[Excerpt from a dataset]
══════════

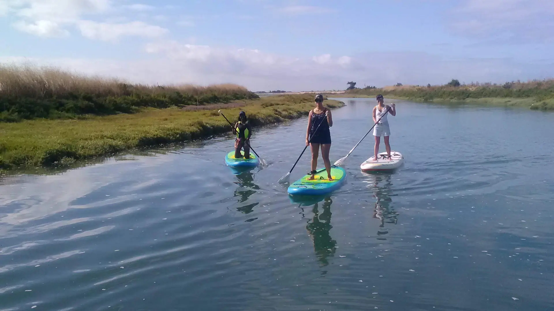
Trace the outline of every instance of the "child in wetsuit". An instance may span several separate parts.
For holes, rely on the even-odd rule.
[[[250,137],[252,135],[252,129],[250,123],[246,118],[244,111],[239,112],[239,121],[235,123],[234,131],[237,133],[235,139],[235,158],[242,158],[240,149],[244,149],[244,158],[250,158]]]

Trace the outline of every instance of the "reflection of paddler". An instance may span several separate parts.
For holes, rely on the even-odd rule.
[[[335,247],[337,241],[331,237],[329,231],[333,227],[331,225],[331,204],[332,200],[330,197],[325,198],[323,205],[323,212],[319,214],[317,209],[319,203],[314,205],[314,219],[309,220],[306,229],[308,235],[314,243],[314,250],[318,260],[322,266],[327,266],[329,262],[327,257],[332,256],[336,251]]]
[[[248,200],[250,195],[256,193],[256,190],[259,190],[260,187],[252,182],[254,181],[254,174],[250,172],[245,172],[237,175],[237,178],[239,182],[235,182],[235,183],[240,187],[235,190],[234,196],[239,197],[239,203],[242,203]],[[237,209],[241,212],[248,214],[252,211],[252,209],[259,204],[259,203],[258,202],[253,204],[249,204],[238,208]]]
[[[384,227],[384,223],[396,224],[398,222],[398,216],[399,213],[394,210],[391,206],[392,203],[392,199],[391,198],[391,175],[371,175],[372,178],[375,178],[373,183],[374,188],[374,194],[373,197],[377,200],[375,202],[375,208],[373,210],[373,218],[379,219],[381,224],[379,226],[381,228]],[[381,182],[384,182],[384,184],[379,186],[379,184]],[[378,235],[384,235],[388,233],[386,230],[379,230],[377,232]]]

══════════

• **WHAT TO WORK ON**: Output every line of the records above as a JSON list of strings, one string per line, skipping blank lines and leaving out the pictures.

• **EXERCISE RESPONSE**:
[
  "Trace the outline of every instance of the \"child in wetsuit\". An instance may span several separate parts.",
  "For holes, rely on the even-odd rule.",
  "[[[250,137],[252,135],[252,129],[250,123],[246,118],[244,111],[239,112],[239,121],[235,123],[234,131],[237,133],[235,139],[235,158],[242,158],[240,149],[244,149],[244,158],[250,158]]]",
  "Trace the outline of every instance of the \"reflection of paddler\". An instance may span several separate parts.",
  "For holes, rely on the even-odd rule.",
  "[[[335,247],[337,241],[331,237],[329,231],[333,227],[331,225],[331,204],[332,200],[330,197],[325,198],[323,205],[323,212],[319,214],[317,209],[319,203],[314,205],[314,219],[309,220],[306,229],[308,235],[314,243],[314,250],[318,260],[322,266],[327,266],[329,262],[327,257],[332,256],[336,251]]]",
  "[[[248,200],[250,195],[256,193],[256,190],[259,190],[260,187],[252,182],[254,181],[254,174],[250,172],[245,172],[237,175],[237,178],[239,182],[235,182],[235,183],[240,187],[235,190],[234,196],[239,197],[239,203],[242,203]],[[237,209],[241,212],[248,214],[252,211],[252,209],[259,204],[259,203],[258,202],[253,204],[249,204],[238,208]]]",
  "[[[384,227],[384,223],[396,224],[398,222],[398,216],[399,213],[394,210],[391,206],[392,203],[392,199],[391,198],[391,175],[371,175],[372,178],[375,178],[373,183],[374,188],[374,194],[373,197],[377,200],[375,202],[375,208],[373,210],[373,218],[379,219],[381,224],[379,226],[381,228]],[[381,182],[384,182],[384,184],[379,186],[379,184]],[[378,235],[384,235],[388,233],[386,230],[379,230],[377,232]]]"
]